TASK INPUT:
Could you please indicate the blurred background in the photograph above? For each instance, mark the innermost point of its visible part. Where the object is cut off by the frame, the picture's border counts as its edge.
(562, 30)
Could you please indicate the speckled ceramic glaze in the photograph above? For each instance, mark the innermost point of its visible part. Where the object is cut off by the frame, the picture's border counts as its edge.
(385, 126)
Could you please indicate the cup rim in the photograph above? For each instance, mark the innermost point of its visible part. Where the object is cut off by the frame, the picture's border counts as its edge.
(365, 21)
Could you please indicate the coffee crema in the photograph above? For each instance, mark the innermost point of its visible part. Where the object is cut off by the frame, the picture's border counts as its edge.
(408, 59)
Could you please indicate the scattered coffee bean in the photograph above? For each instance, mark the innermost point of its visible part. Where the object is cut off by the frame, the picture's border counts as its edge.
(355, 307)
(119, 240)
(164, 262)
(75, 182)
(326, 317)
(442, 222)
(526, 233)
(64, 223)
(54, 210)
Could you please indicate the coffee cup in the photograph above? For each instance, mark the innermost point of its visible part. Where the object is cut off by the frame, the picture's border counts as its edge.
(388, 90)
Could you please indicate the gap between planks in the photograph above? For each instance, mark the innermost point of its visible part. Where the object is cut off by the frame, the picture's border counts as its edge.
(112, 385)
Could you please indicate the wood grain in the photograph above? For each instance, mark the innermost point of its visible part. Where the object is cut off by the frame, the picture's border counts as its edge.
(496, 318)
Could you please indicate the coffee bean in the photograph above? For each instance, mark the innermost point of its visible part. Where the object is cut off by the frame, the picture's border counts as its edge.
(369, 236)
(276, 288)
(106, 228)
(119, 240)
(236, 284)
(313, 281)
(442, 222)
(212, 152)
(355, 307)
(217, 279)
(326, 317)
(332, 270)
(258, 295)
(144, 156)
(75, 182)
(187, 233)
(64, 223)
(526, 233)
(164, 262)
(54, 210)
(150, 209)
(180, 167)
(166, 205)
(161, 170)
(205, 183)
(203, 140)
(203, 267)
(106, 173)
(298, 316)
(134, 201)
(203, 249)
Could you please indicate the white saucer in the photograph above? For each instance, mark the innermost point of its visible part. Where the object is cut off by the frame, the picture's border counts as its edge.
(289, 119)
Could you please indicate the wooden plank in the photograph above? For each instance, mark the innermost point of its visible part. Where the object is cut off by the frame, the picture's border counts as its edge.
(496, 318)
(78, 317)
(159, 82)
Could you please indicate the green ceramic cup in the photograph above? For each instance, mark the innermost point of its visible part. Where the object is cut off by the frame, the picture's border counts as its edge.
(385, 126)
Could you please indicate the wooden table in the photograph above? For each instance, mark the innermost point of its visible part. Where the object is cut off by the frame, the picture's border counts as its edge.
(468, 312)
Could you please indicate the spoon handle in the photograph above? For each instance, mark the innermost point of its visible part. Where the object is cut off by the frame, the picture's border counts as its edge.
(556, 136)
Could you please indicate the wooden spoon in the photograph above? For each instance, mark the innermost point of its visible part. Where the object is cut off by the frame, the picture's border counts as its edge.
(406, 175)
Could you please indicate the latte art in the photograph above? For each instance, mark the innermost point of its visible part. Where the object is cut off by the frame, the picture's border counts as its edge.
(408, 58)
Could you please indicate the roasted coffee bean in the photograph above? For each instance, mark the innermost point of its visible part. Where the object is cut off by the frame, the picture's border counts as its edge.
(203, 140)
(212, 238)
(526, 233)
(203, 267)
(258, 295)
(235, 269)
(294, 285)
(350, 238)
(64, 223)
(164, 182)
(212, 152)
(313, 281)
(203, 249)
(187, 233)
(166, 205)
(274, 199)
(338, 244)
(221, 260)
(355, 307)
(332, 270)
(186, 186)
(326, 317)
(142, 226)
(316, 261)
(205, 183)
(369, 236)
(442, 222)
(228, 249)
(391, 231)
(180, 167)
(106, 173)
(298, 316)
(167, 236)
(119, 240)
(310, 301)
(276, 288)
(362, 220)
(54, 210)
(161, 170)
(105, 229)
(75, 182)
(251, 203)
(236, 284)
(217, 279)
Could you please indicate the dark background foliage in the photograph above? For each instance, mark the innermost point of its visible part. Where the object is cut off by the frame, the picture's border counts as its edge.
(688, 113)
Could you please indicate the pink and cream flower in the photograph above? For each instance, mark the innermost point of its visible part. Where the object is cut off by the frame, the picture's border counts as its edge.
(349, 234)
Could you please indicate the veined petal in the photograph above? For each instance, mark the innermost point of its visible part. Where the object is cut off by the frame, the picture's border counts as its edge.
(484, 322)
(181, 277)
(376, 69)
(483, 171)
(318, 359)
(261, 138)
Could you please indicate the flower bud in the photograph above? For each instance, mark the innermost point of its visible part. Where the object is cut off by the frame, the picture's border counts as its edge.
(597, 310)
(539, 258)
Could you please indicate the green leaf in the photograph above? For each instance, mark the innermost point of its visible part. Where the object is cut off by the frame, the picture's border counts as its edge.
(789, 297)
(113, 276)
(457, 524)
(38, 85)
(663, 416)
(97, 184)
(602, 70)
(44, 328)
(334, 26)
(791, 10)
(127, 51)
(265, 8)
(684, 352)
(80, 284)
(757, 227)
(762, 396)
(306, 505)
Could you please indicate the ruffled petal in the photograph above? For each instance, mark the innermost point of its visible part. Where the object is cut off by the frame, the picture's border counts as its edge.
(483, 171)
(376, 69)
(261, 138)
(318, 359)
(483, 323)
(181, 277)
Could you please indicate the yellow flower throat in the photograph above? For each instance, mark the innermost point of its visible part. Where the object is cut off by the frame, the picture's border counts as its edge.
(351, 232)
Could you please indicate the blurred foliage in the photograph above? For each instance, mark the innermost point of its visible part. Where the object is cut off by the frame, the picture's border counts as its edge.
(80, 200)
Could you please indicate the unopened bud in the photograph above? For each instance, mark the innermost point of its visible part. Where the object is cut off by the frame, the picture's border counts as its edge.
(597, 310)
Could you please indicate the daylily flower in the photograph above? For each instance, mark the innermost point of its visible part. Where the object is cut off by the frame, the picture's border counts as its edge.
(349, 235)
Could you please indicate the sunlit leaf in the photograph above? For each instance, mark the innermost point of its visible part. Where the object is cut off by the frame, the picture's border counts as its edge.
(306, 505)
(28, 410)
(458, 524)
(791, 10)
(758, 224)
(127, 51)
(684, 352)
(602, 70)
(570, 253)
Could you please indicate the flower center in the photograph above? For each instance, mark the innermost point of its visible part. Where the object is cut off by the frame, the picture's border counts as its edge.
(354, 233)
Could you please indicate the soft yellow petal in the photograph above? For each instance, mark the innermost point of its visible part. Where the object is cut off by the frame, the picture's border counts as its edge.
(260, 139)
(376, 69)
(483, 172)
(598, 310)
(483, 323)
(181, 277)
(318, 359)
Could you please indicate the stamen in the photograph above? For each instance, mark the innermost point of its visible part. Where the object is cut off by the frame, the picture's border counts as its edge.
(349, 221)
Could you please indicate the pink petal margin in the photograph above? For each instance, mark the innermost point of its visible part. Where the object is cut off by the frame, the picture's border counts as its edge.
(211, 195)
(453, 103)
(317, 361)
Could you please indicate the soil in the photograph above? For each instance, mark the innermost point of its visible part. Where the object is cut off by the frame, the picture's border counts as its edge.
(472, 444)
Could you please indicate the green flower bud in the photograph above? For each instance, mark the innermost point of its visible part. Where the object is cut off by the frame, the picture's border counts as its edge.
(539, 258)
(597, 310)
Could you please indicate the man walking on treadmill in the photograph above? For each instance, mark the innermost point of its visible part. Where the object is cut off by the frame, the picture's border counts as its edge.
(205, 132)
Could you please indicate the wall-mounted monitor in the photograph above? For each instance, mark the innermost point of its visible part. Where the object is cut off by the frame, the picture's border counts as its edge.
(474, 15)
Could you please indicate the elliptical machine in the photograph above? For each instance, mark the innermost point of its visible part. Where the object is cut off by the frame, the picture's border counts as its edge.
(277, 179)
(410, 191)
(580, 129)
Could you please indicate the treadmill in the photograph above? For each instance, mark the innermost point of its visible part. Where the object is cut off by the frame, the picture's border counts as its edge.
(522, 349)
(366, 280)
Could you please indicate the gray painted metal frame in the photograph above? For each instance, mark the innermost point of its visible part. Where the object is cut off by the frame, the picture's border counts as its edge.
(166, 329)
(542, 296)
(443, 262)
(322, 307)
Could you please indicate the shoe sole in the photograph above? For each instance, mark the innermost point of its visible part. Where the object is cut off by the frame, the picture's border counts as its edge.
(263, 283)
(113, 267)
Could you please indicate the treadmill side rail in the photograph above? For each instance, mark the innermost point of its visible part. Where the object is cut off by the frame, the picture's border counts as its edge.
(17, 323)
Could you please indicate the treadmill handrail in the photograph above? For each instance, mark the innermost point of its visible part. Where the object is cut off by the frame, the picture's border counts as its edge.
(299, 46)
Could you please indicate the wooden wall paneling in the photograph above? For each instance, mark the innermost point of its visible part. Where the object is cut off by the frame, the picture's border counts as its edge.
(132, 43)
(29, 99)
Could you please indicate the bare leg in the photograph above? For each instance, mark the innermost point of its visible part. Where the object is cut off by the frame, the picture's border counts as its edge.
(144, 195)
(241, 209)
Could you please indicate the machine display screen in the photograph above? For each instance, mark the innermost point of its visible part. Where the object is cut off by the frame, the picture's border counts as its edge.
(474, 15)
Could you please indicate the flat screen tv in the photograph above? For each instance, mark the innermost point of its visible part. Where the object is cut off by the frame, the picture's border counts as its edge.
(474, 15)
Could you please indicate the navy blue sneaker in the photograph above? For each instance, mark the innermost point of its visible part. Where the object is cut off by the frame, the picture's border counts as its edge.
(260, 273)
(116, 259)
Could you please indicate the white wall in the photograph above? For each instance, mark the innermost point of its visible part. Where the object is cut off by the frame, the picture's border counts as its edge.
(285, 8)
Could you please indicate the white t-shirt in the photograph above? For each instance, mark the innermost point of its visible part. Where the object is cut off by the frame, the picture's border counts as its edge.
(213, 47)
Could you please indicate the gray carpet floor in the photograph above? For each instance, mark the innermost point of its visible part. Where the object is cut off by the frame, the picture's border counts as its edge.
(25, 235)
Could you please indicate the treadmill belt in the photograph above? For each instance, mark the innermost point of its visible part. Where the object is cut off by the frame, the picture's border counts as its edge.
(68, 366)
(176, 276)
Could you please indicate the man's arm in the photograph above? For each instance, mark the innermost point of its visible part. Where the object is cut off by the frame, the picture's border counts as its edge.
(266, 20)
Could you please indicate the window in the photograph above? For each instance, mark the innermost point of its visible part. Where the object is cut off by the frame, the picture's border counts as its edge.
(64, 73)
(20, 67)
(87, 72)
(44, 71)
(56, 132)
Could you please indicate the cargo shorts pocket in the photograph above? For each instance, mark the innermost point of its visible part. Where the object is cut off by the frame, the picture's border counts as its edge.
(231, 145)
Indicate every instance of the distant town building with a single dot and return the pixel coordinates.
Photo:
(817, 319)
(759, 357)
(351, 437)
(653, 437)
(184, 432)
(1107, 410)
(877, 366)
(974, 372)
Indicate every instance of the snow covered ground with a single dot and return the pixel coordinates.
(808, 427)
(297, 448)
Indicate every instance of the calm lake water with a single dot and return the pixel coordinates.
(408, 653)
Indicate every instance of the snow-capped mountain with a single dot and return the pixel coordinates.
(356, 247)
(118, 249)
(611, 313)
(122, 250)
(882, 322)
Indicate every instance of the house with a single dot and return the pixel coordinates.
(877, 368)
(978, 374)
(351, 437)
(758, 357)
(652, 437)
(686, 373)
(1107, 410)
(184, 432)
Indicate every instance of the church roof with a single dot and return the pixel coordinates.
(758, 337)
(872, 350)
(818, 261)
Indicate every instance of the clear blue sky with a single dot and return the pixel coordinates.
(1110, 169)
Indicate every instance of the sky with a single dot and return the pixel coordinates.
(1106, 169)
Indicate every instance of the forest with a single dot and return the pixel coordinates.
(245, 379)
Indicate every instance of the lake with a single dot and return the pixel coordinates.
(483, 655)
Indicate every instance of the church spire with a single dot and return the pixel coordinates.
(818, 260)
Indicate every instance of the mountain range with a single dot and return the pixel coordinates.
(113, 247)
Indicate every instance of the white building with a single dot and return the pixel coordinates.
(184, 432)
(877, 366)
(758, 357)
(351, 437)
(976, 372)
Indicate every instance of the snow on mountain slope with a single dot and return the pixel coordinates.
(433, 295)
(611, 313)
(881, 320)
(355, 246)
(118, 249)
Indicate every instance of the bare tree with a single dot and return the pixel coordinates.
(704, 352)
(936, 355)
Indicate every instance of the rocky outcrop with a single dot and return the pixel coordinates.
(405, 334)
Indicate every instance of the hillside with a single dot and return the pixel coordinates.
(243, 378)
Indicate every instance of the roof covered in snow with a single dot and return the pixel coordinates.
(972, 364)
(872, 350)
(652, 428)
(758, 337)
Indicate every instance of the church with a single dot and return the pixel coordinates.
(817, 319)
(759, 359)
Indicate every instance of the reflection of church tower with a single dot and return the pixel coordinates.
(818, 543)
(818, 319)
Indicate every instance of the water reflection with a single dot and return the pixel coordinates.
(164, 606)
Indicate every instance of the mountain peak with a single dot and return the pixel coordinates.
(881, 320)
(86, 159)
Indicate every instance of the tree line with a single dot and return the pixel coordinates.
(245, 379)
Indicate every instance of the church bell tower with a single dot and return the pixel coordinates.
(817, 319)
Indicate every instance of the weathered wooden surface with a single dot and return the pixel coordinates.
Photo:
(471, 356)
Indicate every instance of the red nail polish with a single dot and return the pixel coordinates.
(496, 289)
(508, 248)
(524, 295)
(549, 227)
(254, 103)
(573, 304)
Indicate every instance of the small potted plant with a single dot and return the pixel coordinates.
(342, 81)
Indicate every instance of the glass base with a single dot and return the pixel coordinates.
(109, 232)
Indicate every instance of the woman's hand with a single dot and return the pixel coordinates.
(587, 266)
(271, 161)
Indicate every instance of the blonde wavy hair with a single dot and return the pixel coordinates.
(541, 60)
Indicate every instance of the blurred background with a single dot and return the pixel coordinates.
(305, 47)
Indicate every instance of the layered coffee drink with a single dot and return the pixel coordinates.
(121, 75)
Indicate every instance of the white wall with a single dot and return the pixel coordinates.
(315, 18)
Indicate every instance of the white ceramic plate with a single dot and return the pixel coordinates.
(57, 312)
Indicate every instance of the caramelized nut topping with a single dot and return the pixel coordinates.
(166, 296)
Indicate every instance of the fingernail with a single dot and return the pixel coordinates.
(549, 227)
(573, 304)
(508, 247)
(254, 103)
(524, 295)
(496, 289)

EXERCISE: Would you transcribe, unchanged, every line of the material from the one containing "Indicate every instance of the layered" to the very end, including both, and nothing else?

OUTPUT OF THE TASK:
Indicate every instance of the layered coffee drink with a single dot and return the pixel coordinates.
(121, 75)
Indicate every instance of the white wall with a single dot and return the pixel coordinates.
(315, 18)
Indicate every instance of the white ceramic plate with a single dot and return the pixel coordinates.
(57, 312)
Indicate every instance of the caramelized nut topping with a single dot and return the pixel coordinates.
(166, 296)
Indicate every instance of the fingernail with a single dot and return the pixel coordinates.
(549, 227)
(573, 304)
(508, 247)
(254, 103)
(524, 295)
(496, 289)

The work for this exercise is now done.